▸ **TAREA ASIGNADA A**: Enumera a todos los empresarios particulares que, según el texto sobre la industria limeña, emprendieron negocios industriales en el siglo XIX.
▸ **TAREA ASIGNADA B**: Prosigue el texto sobre la industria limeña a partir de su última oración.

▸ **TEXTO FUENTE**:
Fábrica Arturo Field
A diferencia de lo que ocurrió en otras ciudades latinoamericanas (como México, Buenos Aires o Sao Paulo), la industria limeña no tuvo una implantación masiva ni de gran proyección. Esto se debió, básicamente, como sostiene Wiley Ludeña, al carácter dependiente del proceso de industrialización del Perú y su debilidad para constituirse en un factor de desarrollo estructural. Se trató de una industria ligera y mediana de bienes de consumo (tejidos, alimentos y bebidas, etc.); no produjo bienes de capital ni otras industrias.
El siglo XIX.- La primera señal de “industrialización” se dio a mediados de esta centuria, durante el primer gobierno de Castilla. En aquel momento, a finales de la década de 1840, algunos hombres de negocios trataron de aprovechar el renacimiento del mercado de consumidores de la capital. El precursor fue el mercader Jorge Moreto, quien abrió una fábrica de cristalería y utensilios en 1841; luego, los hermanos Bossio la revivieron en 1847, la mudaron al Callao y ampliaron la gama de productos e, incluso, contrataron administradores europeos para llevar adelante el negocio. José de Sarratea, hacendado y sobreviviente de las guerras de Independencia, incursionó en la industria de la seda con la importación de máquinas a vapor. También fue abierta una fábrica de papel por los propietarios del diario El Comercio, Manuel de Amunátegui y Alejandro Villota, quienes invirtieron unos 50 mil dólares en maquinaria importada. Otro empresario, Eugenio Rosell, abrió una fábrica de velas y una amplia gama de productos derivados de la ballena. Incluso, el mismo gobierno de Castilla invirtió en la fundición naval de Bellavista (1846), perteneciente a la Escuela Naval, que debía preparar mecánicos para la empresa privada y mantenerse mediante contratos con particulares para la fabricación y reparación de maquinaria sofisticada.

▸ **DATOS EXTRAÍDOS**:

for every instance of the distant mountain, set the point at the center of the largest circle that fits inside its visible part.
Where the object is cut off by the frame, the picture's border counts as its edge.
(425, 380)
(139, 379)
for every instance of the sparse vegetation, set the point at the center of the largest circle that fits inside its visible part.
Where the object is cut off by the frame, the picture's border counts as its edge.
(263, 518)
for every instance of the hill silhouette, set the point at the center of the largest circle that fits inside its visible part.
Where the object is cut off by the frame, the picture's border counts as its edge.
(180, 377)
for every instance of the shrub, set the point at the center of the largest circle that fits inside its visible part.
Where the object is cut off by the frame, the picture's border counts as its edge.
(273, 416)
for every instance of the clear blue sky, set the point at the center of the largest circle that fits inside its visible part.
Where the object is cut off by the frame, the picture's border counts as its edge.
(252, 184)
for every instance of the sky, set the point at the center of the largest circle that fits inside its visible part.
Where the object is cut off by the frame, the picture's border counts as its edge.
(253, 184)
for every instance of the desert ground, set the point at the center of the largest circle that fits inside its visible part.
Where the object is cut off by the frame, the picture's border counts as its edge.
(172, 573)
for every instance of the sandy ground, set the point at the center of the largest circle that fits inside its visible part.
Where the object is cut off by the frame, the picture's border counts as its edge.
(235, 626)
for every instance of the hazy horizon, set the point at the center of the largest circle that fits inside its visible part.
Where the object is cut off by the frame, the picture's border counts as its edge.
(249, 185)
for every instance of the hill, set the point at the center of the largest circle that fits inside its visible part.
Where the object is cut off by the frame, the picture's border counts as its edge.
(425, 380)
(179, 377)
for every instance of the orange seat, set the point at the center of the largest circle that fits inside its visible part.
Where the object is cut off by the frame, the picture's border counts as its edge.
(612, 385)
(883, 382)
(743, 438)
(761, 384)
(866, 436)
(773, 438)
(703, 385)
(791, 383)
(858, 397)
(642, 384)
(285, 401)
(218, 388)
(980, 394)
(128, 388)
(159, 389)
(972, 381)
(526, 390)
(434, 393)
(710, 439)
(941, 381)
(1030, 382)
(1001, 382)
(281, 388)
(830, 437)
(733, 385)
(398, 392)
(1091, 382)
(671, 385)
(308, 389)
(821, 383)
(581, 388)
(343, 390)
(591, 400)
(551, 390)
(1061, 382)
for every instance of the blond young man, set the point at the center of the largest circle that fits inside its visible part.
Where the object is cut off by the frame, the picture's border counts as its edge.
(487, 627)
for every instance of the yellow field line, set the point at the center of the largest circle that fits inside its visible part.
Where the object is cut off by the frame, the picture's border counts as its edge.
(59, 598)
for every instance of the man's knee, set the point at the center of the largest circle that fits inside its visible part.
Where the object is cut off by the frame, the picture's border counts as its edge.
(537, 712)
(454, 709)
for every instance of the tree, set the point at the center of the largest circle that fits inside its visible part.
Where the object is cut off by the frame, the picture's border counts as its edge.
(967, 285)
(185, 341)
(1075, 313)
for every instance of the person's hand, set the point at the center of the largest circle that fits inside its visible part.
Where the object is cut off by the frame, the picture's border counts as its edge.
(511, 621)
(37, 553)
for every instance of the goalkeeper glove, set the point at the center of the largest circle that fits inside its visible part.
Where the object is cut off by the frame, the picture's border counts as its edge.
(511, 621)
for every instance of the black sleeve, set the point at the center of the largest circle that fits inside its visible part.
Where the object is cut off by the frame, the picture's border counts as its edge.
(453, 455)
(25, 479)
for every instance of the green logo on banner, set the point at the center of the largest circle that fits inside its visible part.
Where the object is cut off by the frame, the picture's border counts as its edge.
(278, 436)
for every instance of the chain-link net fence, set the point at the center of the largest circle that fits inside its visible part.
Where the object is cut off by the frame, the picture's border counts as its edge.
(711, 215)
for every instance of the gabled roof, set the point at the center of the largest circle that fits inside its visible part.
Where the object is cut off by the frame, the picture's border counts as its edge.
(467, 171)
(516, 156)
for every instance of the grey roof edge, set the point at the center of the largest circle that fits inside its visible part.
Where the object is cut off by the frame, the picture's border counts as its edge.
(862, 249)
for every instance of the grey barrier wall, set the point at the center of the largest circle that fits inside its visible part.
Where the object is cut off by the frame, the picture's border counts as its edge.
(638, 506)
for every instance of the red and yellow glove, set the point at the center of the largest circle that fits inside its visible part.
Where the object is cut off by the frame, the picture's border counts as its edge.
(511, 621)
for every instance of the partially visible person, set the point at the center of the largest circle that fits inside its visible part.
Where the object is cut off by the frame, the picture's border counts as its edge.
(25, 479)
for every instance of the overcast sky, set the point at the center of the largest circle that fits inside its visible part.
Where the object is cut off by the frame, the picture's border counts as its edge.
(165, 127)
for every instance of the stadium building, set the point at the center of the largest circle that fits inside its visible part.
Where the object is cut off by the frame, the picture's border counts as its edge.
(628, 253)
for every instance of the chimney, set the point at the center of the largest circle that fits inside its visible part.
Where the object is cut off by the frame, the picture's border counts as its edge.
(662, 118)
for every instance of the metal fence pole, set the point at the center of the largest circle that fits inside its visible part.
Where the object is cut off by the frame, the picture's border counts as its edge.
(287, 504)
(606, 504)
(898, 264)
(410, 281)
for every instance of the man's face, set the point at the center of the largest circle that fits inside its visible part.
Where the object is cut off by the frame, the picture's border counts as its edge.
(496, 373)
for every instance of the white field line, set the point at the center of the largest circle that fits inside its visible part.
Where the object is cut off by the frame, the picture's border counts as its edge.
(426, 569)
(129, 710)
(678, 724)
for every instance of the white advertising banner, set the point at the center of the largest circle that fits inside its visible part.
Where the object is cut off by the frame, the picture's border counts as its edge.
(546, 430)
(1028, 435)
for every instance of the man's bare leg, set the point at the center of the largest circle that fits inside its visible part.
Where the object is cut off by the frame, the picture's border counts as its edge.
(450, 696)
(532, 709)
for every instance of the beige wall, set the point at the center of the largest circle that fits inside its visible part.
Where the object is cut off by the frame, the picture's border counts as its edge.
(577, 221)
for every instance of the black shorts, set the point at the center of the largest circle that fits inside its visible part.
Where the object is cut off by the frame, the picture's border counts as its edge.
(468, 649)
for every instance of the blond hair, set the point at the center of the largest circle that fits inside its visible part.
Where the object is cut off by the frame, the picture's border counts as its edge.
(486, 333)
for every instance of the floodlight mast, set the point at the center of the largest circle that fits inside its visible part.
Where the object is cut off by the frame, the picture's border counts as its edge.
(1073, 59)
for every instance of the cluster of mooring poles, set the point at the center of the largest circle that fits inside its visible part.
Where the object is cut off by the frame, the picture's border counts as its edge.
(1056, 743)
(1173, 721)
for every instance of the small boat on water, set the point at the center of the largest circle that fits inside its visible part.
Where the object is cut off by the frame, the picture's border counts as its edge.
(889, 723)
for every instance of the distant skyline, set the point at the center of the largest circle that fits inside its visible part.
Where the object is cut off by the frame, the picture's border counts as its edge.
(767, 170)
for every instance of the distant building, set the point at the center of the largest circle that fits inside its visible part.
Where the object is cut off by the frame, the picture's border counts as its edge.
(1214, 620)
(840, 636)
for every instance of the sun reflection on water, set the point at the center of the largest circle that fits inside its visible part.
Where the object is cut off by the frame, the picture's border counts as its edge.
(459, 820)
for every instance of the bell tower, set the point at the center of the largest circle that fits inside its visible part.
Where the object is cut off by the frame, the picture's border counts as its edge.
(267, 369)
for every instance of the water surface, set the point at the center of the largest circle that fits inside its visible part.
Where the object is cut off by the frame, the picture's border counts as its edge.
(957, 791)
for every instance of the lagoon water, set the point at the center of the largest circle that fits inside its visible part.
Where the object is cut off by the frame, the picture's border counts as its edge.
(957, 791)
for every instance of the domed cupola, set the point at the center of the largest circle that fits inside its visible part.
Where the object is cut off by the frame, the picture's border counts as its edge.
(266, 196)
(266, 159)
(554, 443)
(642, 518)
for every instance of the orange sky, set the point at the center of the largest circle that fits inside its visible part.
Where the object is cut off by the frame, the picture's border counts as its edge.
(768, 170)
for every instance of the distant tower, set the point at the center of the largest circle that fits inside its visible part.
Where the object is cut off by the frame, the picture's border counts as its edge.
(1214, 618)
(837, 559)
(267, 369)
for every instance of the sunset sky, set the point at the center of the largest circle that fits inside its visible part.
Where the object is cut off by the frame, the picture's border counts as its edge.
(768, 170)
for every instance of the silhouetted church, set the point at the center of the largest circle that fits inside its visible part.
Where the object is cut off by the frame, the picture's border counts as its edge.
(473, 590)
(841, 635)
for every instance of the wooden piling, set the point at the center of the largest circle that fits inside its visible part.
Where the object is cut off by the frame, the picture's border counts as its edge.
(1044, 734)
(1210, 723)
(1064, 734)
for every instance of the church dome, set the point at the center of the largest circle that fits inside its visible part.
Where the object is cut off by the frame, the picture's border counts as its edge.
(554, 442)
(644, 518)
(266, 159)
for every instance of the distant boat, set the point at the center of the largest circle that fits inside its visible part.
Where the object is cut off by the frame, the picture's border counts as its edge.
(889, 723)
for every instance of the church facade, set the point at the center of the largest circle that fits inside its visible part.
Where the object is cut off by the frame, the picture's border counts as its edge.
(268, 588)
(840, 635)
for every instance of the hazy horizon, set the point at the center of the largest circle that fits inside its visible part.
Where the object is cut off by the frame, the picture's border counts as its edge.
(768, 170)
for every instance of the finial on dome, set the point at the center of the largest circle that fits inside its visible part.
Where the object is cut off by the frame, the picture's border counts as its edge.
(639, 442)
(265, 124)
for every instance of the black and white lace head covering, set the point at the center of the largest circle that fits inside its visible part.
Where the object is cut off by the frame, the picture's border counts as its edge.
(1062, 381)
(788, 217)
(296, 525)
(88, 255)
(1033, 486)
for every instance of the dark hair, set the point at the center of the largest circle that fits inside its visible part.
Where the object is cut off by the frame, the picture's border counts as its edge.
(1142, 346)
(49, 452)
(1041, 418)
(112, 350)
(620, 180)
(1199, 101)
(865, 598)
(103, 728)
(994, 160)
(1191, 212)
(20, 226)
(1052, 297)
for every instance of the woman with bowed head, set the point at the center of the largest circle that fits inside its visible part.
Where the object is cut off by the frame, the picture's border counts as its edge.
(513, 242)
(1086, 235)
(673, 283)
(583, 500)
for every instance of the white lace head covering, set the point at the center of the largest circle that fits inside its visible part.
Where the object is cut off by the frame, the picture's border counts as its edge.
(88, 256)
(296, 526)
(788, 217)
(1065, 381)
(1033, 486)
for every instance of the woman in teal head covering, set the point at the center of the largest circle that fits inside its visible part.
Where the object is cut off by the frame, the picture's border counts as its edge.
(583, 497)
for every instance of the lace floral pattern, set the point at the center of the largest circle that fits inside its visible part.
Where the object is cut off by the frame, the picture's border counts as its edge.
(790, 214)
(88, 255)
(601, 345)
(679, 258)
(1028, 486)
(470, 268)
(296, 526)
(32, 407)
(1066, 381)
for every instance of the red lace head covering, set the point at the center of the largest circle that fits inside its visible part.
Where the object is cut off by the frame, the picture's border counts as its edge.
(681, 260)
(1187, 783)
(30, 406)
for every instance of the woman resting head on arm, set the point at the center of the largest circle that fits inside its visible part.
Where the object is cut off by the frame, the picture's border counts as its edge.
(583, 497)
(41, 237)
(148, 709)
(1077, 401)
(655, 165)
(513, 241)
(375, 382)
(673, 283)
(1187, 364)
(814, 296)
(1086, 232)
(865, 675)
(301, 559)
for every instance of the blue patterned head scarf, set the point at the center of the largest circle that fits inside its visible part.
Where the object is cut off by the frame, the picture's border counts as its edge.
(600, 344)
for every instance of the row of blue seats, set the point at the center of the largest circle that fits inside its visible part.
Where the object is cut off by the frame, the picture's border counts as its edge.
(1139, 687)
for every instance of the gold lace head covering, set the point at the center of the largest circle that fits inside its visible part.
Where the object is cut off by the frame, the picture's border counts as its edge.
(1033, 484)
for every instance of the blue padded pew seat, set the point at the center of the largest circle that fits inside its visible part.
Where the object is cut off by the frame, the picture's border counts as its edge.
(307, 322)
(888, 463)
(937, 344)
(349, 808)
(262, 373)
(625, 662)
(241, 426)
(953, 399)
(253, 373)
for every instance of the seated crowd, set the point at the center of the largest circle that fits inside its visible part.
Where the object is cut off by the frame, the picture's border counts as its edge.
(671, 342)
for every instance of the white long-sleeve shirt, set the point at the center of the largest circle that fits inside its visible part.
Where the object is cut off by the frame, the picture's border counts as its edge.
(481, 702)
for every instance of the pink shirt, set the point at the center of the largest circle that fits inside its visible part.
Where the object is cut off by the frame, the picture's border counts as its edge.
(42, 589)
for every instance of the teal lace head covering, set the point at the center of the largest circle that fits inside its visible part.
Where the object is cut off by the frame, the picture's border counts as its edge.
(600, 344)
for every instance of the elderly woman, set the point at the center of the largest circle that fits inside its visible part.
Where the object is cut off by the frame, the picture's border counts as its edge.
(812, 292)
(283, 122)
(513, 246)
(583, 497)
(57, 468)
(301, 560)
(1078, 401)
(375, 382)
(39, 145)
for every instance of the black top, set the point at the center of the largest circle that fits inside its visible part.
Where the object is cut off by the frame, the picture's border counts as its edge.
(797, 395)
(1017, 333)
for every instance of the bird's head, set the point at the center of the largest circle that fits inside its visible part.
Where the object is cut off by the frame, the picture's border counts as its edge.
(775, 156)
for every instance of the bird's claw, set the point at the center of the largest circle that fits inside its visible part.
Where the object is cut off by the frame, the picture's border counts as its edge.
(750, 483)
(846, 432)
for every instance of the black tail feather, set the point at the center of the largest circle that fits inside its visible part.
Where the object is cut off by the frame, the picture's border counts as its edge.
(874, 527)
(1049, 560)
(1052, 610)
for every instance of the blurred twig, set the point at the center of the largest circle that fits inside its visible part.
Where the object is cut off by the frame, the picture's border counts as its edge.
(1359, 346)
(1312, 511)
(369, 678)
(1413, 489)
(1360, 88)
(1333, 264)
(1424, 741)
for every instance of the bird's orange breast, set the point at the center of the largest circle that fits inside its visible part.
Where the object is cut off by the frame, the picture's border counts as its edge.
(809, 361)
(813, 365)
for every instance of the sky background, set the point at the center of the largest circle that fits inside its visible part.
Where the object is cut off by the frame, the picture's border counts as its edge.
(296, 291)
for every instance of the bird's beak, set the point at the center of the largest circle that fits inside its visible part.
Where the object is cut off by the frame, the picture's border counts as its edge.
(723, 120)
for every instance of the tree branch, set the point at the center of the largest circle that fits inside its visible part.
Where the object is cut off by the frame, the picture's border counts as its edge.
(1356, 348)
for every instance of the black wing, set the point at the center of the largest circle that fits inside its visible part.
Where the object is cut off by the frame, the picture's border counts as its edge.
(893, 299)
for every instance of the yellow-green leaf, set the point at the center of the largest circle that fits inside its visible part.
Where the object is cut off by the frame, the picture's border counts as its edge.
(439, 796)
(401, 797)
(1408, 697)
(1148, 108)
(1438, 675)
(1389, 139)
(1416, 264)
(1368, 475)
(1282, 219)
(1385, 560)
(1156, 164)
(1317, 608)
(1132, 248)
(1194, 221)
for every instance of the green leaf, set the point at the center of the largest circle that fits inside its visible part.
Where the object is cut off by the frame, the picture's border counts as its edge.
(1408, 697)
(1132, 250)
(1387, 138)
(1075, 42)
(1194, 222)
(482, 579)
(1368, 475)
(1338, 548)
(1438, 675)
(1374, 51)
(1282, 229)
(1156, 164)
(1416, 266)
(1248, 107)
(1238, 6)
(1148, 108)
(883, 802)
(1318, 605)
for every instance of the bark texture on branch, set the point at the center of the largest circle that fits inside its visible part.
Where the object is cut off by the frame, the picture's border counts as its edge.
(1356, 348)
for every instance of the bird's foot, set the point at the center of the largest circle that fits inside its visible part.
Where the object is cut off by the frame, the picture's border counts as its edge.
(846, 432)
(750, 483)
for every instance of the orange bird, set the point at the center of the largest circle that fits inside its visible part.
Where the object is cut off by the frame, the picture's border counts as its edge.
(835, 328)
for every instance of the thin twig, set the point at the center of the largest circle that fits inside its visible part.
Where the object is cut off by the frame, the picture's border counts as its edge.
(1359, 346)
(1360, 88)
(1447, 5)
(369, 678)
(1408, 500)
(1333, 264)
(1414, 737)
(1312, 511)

▸ **RESULTADO A**:
Jorge Moreto
los hermanos Bossio
José de Sarratea
Manuel de Amunátegui
Alejandro Villota
Eugenio Rosell

▸ **RESULTADO B**:
Pero el proyecto industrial más ambicioso de estos años fue, sin duda, la fábrica de telas de algodón de “Los Tres Amigos”. El nombre provino de los tres socios que decidieron montar el negocio: Juan Norberto Casanova, José de Santiago y Modesto Herce; además, ellos contaron con el apoyo financiero de Pedro Gonzáles Candamo (el capitalista más rico y conectado del país) y de Domingo Elías (otro capitalista y el hacendado más importante de Ica). Importaron maquinaria desde Paterson (New Yersey), llegarían a emplear 500 trabajadores y empezaron a producir 10 millones de yardas al año, equivalente a todo el monto de telas importadas por el país. Impulsada con agua, la fábrica estuvo ubicada en al legendaria casa colonial de Micaela Villegas, “La Perricholi”, en el Paseo de los Descalzos. La inversión inicial alcanzaba los 200 mil dólares, una suma importante para la época. Cabe destacar que, en octubre de 1848, en solemne ceremonia, los dueños de las fábricas de Lima le entregaron al presidente Castilla un valioso obsequio: la primera pieza de algodón limeña, envuelta en papel limeño y atada con una cinta de seda limeña.
Lamentablemente, este primer impulso “industrial” fracasó muy pronto cuando el país se alejó del proteccionismo alentado por el dinero fácil de la exportación del guano. Vino una fiebre por la importación de artículos europeos y norteamericanos que arruinó no solo la producción de estas fábricas sino también afectó la de los pequeños artesanos.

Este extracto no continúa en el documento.